Begin Selection
“I think it’s pretty even-stevens. Us playing at home, obviously, gives us a little bit of an upper hand,” said the South Africa skipper Dean Elgar ahead of the first Test in Centurion.
All those claims were bashed by a rampant Indian team that registered a 113-run win to go 1-0 up in the series. This was India’s fourth Test win outside Asia in 2021. Inarguably, this was also the easiest of the four wins. There were times when South Africa were knocking on the door but never really got their foot in, even when India’s batting collapse provided a chance. On Criclytics Match Reel, 35 percent was the best chance the hosts ever had of a win.
The gulf of quality between the two sides was crystal clear. It has never been this wide with India the favorites to win their first series in South Africa if they were not before the first Test. The onus is on the hosts to punch above their weight now.
Passing Stat: India have never lost a Test at Johannesburg’s New Wanderers Stadium, playing three draws and winning twice.
The batting needs to step up
The biggest reason why South Africa never seemed in the contest despite spells of spirited fast-bowling was their feeble batting. They were bowled out for 197 and 191 in Centurion, only the third occasion of them being bundled under 200 twice in a home Test. At 48.5, they had the worst balls-per-wicket ratio for a Test team in 2021.
In 2018, they had the experience of AB de Villiers, Hashim Amla and Faf du Plessis doing just enough in a low-scoring series to keep them afloat. The absence of the same has hurt them and was intensely felt in Centurion. The void is now bigger with Quinton de Kock’s sudden retirement from Test cricket.
While de Kock was not available for the last two Tests of this series anyways, his announcement is a hammer blow in a longer term. It takes away a quality wicketkeeper. It takes away the experience of 54 Tests. It takes away the only counter-attacking batter in their line-up.
In this series, South Africa now have only three players with the experience of scoring a Test hundred. Assuming Kyle Verreynne will replace him, South Africa’s top six now have an aggregate of 9,186 Test runs. India’s captain (Virat Kohli) and vice-captain (KL Rahul) have over 10,000 runs in between them.
Dean Elgar and Temba Bavuma were the only ones to score fifties against the imperious India attack. At 10.3, Bavuma had the lowest false-shot percentage among all his teammates and only higher than Kohli and Ajinkya Rahane on both sides. He was left stranded in the second innings. This gives rise to the question if he should bat further up in the order, swapping position with either of Keegan Petersen or van der Dussen. There is not much South Africa can change in their batting owing to lack of options.
A possible change in bowling personnel
Duanne Olivier was benched in Centurion for precautionary reasons. Given South Africa picked 17 off the 20 wickets from good and back of a length, both of which comes naturally to Olivier, his inclusion in the XI for the second Test must be a no-brainer. But who does he replace? Each one of Kagiso Rabada, Lungi Ngidi and Marco Jansen were among wickets. Wiaan Mulder extends batting resources and troubled Rahul on Day 1.
End Selection
Begin Dataset entries
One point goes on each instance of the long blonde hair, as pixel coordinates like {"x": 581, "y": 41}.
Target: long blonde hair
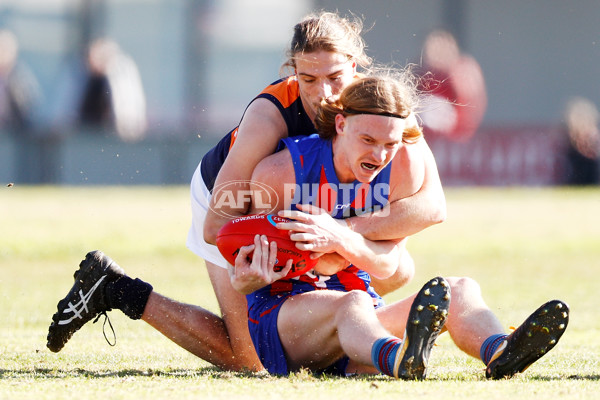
End Dataset entries
Begin Dataset entries
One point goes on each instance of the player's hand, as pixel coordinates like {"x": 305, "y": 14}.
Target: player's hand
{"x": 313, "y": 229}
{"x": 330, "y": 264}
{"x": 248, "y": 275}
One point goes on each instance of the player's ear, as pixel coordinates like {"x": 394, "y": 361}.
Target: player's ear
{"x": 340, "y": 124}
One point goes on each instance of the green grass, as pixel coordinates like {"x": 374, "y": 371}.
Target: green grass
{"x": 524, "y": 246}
End Dataset entries
__What you have to do__.
Reproduce the stretch of the cricket article from "In 2018, they" through "in between them.", word for word. The records have nothing to do with the cricket article.

__Output below__.
In 2018, they had the experience of AB de Villiers, Hashim Amla and Faf du Plessis doing just enough in a low-scoring series to keep them afloat. The absence of the same has hurt them and was intensely felt in Centurion. The void is now bigger with Quinton de Kock’s sudden retirement from Test cricket.
While de Kock was not available for the last two Tests of this series anyways, his announcement is a hammer blow in a longer term. It takes away a quality wicketkeeper. It takes away the experience of 54 Tests. It takes away the only counter-attacking batter in their line-up.
In this series, South Africa now have only three players with the experience of scoring a Test hundred. Assuming Kyle Verreynne will replace him, South Africa’s top six now have an aggregate of 9,186 Test runs. India’s captain (Virat Kohli) and vice-captain (KL Rahul) have over 10,000 runs in between them.